> Trecho do documento:

Terça-feira, 26 de maio de 2009
por Lucas Toyama Aos 14 anos de idade, Marcelo Saiola era uma celebridade e estampava as capas de jornais e revistas. Após entrar para o Guinness Book como o tenista mais jovem do mundo a figurar no ranking da ATP, ele gozava da fama, era visto por patrocinadores como um pote de ouro e transmitia a certeza do futuro promissor de uma carreira que havia começado aos cinco anos de idade. Nada disso se concretizou. O anúncio da aposentadoria precoce – como tudo em sua vida até então – chocou o País. Adolescente, quis deixar as quadras para ser um garoto normal. Não estava feliz. Perdera o gosto pelo esporte. Saiola sucumbiu à pressão. "Não sentia mais prazer. O tênis deixou de me satisfazer na medida em que a cobrança por resultado por parte da família, patrocinadores e por todos aqueles que me rodeavam começou a aumentar", diz. "Só existia o Marcelo tenista, que dava resultado e dinheiro, e não mais uma pessoa jovem que queria ir a festas e ter uma vida comum", lamenta. Hoje, ele é professor de tênis e usa sua experiência para ajudar a quem precisa. Dá palestras a executivos e, por meio de sua história, alerta para uma realidade recorrente no mundo organizacional: o limite tênue que transforma a pressão de motivador a um problema que conduz à inação e ao fracasso. Com o dinamismo dos mercados e o acirramento da competição, a tendência natural foi o aumento por cobranças e resultados. Esse incremento, quando exagerado, vem acompanhado de executivos infelizes, angustiados e pouco produtivos. "A pressão é importante para o crescimento do ser humano; é necessária para tirá-lo da zona de conforto e evitar a lei do mínimo esforço", defende Marlene Ortega, diretora da Universo Qualidade Gestão e Conhecimento, entidade voltada para educação corporativa. "Portanto, não se trata de um problema, desde que em doses coerentes", complementa.
E como essa "medida certa" pressupõe boa parcela de subjetividade por parte tanto de quem pressiona quanto de quem é pressionado, não há outra saída a não ser recorrer ao bom senso. "Os líderes devem ter a sensibilidade de conhecer individualmente seus comandados para saber cobrar a tarefa certa do colaborador responsável e, também, para ter consciência do ponto até o qual ele pode chegar com sua pressão", explica a consultora.

> Tarefas propostas:
A: De acordo com o texto sobre Marcelo Saiola, com que idade começou a carreira dele no tênis?
B: Transcreva do texto sobre Marcelo Saiola todo o trecho que vai de "E como essa" até "explica a consultora.".
C: Redija a sequência do texto sobre Marcelo Saiola a partir do ponto em que ele termina.

[Entradas de indicação de objetos nomeados]
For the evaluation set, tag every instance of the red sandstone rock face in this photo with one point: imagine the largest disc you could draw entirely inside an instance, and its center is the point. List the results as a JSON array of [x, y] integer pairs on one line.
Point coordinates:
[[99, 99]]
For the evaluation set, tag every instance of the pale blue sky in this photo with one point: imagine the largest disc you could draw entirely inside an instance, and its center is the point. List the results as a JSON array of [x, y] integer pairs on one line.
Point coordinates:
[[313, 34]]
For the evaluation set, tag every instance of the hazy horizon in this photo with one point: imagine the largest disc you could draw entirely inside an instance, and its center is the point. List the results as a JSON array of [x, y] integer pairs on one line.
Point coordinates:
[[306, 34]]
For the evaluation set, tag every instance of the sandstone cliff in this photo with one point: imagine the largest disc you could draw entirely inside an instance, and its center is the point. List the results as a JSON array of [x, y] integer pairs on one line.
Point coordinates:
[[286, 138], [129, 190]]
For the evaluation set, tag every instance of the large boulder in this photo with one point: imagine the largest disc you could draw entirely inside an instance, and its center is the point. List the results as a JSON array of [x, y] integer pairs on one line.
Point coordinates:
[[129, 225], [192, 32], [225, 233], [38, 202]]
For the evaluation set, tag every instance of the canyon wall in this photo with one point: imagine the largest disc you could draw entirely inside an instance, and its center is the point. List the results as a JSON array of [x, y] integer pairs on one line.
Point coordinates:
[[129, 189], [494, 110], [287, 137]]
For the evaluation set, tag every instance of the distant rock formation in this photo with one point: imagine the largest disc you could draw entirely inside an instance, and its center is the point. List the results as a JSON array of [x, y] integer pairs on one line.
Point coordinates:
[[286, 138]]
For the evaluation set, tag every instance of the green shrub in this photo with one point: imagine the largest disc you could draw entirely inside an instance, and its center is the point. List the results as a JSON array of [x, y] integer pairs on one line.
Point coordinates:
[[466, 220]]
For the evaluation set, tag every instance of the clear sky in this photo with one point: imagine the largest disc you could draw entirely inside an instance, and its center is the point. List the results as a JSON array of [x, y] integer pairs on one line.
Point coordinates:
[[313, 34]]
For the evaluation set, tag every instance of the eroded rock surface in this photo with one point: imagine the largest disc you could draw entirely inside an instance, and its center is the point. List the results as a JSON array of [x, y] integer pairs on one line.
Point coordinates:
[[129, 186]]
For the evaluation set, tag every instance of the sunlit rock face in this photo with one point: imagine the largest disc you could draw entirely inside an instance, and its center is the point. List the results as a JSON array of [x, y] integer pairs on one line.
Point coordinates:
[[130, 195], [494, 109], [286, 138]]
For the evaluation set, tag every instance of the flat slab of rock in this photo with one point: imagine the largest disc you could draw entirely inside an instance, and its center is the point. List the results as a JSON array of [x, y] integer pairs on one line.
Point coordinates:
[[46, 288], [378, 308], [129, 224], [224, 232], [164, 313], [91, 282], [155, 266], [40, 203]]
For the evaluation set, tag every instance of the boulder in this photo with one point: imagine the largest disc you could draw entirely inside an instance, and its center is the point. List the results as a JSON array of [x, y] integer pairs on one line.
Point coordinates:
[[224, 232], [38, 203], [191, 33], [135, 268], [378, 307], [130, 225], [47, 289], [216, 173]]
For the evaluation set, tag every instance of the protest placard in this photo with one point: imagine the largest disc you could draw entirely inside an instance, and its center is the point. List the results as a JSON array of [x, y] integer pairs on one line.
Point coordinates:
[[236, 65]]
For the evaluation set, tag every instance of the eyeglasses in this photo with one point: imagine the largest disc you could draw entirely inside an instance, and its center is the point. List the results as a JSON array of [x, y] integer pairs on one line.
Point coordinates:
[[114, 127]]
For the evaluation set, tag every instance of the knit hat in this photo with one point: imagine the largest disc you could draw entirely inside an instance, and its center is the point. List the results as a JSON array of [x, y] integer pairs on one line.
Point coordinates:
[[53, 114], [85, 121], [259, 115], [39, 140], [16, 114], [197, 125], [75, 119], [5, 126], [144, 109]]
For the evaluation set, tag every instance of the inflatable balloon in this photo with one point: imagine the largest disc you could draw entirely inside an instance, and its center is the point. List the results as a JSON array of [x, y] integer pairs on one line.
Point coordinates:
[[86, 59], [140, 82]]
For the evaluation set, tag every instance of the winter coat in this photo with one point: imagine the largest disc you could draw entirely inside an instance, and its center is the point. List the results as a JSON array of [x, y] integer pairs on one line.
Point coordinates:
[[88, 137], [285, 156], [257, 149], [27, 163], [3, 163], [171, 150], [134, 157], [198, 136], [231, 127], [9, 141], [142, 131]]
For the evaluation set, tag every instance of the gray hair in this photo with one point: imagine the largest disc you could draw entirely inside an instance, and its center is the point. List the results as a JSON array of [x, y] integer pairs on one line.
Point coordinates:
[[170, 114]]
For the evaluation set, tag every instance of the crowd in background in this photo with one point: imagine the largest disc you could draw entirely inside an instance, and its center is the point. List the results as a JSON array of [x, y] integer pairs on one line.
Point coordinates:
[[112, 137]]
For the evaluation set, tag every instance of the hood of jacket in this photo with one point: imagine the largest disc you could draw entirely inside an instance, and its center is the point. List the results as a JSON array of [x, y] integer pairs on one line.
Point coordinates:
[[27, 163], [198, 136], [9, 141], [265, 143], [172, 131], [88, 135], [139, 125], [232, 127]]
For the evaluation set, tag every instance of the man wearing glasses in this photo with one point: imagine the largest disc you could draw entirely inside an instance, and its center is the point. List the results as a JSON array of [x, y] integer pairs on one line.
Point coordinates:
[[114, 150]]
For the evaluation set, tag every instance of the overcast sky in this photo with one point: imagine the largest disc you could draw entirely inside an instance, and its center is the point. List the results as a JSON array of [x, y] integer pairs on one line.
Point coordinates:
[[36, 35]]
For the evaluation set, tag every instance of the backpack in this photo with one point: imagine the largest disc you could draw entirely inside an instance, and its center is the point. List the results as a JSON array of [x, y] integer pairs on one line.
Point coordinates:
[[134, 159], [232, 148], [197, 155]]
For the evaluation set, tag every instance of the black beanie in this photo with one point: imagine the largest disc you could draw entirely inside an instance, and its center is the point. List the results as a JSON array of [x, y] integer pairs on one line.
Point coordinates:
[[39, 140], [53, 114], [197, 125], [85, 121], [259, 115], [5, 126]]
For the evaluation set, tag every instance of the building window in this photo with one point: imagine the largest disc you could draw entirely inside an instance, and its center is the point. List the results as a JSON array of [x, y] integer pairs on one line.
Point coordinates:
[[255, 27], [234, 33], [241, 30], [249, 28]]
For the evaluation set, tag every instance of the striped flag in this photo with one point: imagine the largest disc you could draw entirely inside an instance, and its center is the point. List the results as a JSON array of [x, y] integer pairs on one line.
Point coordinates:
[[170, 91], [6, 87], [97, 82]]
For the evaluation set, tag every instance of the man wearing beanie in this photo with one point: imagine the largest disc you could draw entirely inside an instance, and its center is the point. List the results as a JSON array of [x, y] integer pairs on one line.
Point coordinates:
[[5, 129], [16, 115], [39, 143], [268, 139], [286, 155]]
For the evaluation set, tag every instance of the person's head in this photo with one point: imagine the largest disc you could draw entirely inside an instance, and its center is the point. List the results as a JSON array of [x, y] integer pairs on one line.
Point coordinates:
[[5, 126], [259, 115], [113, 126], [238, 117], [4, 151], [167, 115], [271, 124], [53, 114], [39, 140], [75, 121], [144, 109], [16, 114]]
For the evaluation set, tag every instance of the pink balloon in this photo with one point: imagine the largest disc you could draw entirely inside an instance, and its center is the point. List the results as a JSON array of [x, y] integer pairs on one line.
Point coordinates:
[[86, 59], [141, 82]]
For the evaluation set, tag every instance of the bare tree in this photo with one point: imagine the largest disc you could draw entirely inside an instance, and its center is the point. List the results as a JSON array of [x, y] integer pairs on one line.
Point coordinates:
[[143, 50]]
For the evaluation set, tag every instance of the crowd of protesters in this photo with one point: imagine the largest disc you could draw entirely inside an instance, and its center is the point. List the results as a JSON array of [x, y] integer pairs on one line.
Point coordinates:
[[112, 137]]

> Respostas esperadas:
A: Aos cinco anos de idade.

B:
E como essa "medida certa" pressupõe boa parcela de subjetividade por parte tanto de quem pressiona quanto de quem é pressionado, não há outra saída a não ser recorrer ao bom senso. "Os líderes devem ter a sensibilidade de conhecer individualmente seus comandados para saber cobrar a tarefa certa do colaborador responsável e, também, para ter consciência do ponto até o qual ele pode chegar com sua pressão", explica a consultora.

C:
Tarefa difícil essa, sem dúvida. Sobretudo porque os próprios líderes recebem doses cavalares de pressão que vem lá de cima. Cria-se, assim, uma "cultura da pressão" que, ao invés de contribuir para o crescimento coletivo, mina relações, torna o ambiente pesado, e pode até paralisar e posicionar a companhia num estado de fracasso iminente. O diálogo é sempre aconselhável como forma de minimizar o trauma. "É importante, no entanto, que os colaboradores procurem pessoas de fora de seu ambiente de trabalho, que possibilitem uma visão externa dos acontecimentos", afirma Marlene. "Falar com colegas de trabalho pode apenas alimentar um ciclo de desgastes, tornando o processo todo improdutivo", completa. Trocar impressão com a liderança para tentar acertar o ponteiro direto com a fonte também é saudável. "Os líderes têm que ter a capacidade de sempre utilizar a pressão de maneira positiva, como forma de desafiar e instigar seus funcionários", finaliza.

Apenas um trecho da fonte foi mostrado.